What you are asked to do:
Take the lines below beginning at the line that has "point: electrical outlet" and stopping after the line that has "point: dresser drawer", and print them exactly as they are, with no other lines.

(Records from a data collection)
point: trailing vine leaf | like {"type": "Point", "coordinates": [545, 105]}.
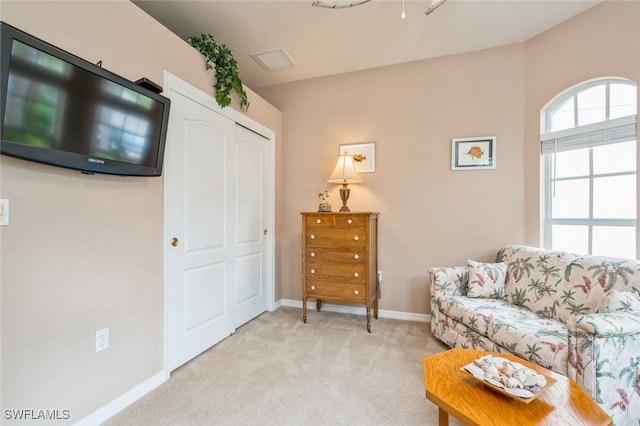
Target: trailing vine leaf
{"type": "Point", "coordinates": [220, 58]}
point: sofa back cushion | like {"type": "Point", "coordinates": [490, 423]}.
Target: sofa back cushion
{"type": "Point", "coordinates": [560, 285]}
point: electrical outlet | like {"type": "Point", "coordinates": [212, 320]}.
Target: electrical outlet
{"type": "Point", "coordinates": [102, 339]}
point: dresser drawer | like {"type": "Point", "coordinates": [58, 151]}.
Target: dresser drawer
{"type": "Point", "coordinates": [349, 221]}
{"type": "Point", "coordinates": [331, 237]}
{"type": "Point", "coordinates": [331, 290]}
{"type": "Point", "coordinates": [354, 256]}
{"type": "Point", "coordinates": [319, 220]}
{"type": "Point", "coordinates": [356, 274]}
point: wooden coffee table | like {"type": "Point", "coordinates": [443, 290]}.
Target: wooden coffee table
{"type": "Point", "coordinates": [458, 394]}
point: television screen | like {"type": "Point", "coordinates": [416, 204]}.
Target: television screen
{"type": "Point", "coordinates": [61, 110]}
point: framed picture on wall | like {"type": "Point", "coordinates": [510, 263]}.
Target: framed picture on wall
{"type": "Point", "coordinates": [473, 153]}
{"type": "Point", "coordinates": [364, 156]}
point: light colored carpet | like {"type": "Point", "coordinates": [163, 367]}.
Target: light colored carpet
{"type": "Point", "coordinates": [276, 370]}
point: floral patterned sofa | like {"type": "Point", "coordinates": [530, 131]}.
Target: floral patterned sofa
{"type": "Point", "coordinates": [576, 315]}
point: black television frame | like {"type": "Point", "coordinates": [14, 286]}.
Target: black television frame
{"type": "Point", "coordinates": [85, 163]}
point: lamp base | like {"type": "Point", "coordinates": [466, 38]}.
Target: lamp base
{"type": "Point", "coordinates": [344, 196]}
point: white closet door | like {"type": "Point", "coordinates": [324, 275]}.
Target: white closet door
{"type": "Point", "coordinates": [199, 209]}
{"type": "Point", "coordinates": [251, 230]}
{"type": "Point", "coordinates": [218, 218]}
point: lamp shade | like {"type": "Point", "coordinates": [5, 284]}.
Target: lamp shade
{"type": "Point", "coordinates": [345, 171]}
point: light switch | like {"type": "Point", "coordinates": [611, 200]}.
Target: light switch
{"type": "Point", "coordinates": [4, 212]}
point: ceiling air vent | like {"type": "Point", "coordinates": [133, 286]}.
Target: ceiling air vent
{"type": "Point", "coordinates": [275, 59]}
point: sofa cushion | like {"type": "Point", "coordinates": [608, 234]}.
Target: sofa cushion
{"type": "Point", "coordinates": [486, 279]}
{"type": "Point", "coordinates": [538, 339]}
{"type": "Point", "coordinates": [615, 301]}
{"type": "Point", "coordinates": [475, 313]}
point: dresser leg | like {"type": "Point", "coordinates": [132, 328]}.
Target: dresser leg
{"type": "Point", "coordinates": [304, 310]}
{"type": "Point", "coordinates": [375, 308]}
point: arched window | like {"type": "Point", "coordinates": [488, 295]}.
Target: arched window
{"type": "Point", "coordinates": [588, 140]}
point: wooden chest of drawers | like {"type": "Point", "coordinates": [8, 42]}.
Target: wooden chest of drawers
{"type": "Point", "coordinates": [340, 259]}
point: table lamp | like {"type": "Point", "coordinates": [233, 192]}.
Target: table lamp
{"type": "Point", "coordinates": [344, 173]}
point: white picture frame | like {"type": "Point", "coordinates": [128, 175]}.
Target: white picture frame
{"type": "Point", "coordinates": [477, 153]}
{"type": "Point", "coordinates": [364, 156]}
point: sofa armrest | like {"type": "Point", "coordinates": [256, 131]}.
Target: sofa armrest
{"type": "Point", "coordinates": [607, 324]}
{"type": "Point", "coordinates": [604, 358]}
{"type": "Point", "coordinates": [448, 281]}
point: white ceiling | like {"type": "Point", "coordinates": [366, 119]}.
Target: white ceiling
{"type": "Point", "coordinates": [332, 41]}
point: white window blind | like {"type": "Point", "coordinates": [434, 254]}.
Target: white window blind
{"type": "Point", "coordinates": [603, 133]}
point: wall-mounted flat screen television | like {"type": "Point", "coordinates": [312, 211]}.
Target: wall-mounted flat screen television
{"type": "Point", "coordinates": [58, 109]}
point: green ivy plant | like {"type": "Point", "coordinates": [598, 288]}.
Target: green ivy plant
{"type": "Point", "coordinates": [220, 58]}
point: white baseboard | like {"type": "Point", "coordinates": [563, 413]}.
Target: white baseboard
{"type": "Point", "coordinates": [358, 310]}
{"type": "Point", "coordinates": [106, 412]}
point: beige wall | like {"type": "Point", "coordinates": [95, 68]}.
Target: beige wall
{"type": "Point", "coordinates": [86, 252]}
{"type": "Point", "coordinates": [602, 42]}
{"type": "Point", "coordinates": [429, 214]}
{"type": "Point", "coordinates": [83, 253]}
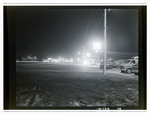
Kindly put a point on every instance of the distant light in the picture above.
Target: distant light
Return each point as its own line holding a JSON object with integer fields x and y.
{"x": 96, "y": 46}
{"x": 85, "y": 62}
{"x": 71, "y": 59}
{"x": 88, "y": 54}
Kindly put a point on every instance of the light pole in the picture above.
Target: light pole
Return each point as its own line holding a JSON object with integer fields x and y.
{"x": 105, "y": 38}
{"x": 104, "y": 68}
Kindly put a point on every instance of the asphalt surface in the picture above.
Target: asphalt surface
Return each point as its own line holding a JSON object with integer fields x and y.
{"x": 48, "y": 84}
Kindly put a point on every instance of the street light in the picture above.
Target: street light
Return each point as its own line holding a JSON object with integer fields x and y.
{"x": 96, "y": 46}
{"x": 88, "y": 54}
{"x": 105, "y": 33}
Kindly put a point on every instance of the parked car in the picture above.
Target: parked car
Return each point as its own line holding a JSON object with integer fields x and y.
{"x": 109, "y": 65}
{"x": 117, "y": 63}
{"x": 135, "y": 69}
{"x": 127, "y": 65}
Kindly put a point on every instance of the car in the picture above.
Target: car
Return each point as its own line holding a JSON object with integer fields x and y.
{"x": 135, "y": 69}
{"x": 127, "y": 65}
{"x": 117, "y": 63}
{"x": 109, "y": 65}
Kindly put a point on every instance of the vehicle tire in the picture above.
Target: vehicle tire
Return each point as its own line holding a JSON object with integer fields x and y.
{"x": 136, "y": 73}
{"x": 128, "y": 71}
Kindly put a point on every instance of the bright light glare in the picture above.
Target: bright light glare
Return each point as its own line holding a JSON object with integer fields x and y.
{"x": 96, "y": 46}
{"x": 88, "y": 54}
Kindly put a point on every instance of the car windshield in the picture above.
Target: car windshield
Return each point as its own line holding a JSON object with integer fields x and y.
{"x": 126, "y": 61}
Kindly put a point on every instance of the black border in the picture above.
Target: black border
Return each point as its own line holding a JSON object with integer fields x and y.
{"x": 10, "y": 57}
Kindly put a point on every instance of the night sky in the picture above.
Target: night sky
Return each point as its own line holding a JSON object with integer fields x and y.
{"x": 61, "y": 32}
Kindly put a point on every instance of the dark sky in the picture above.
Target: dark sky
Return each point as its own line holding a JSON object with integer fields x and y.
{"x": 62, "y": 32}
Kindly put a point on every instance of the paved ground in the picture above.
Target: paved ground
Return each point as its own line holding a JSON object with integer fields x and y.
{"x": 42, "y": 84}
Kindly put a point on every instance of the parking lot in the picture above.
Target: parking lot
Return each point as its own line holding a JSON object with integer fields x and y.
{"x": 49, "y": 84}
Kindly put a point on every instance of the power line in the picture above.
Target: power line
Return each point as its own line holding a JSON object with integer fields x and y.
{"x": 123, "y": 29}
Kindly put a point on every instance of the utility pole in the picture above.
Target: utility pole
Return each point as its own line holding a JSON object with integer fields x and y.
{"x": 105, "y": 27}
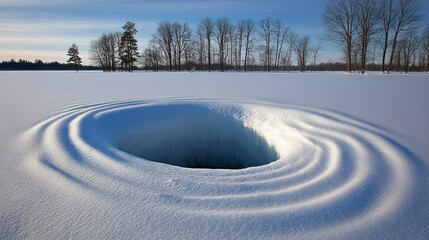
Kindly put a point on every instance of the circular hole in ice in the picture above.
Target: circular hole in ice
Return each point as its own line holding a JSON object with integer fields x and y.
{"x": 197, "y": 137}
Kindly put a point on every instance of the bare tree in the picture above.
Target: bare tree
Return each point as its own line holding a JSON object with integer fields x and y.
{"x": 164, "y": 39}
{"x": 266, "y": 30}
{"x": 151, "y": 57}
{"x": 388, "y": 16}
{"x": 181, "y": 39}
{"x": 407, "y": 18}
{"x": 240, "y": 36}
{"x": 302, "y": 50}
{"x": 425, "y": 48}
{"x": 249, "y": 30}
{"x": 291, "y": 40}
{"x": 367, "y": 16}
{"x": 339, "y": 20}
{"x": 200, "y": 46}
{"x": 280, "y": 33}
{"x": 315, "y": 52}
{"x": 408, "y": 47}
{"x": 104, "y": 51}
{"x": 207, "y": 27}
{"x": 221, "y": 33}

Answer space:
point: electrical outlet | like {"type": "Point", "coordinates": [212, 320]}.
Target: electrical outlet
{"type": "Point", "coordinates": [102, 339]}
point: dresser drawer | like {"type": "Point", "coordinates": [58, 151]}.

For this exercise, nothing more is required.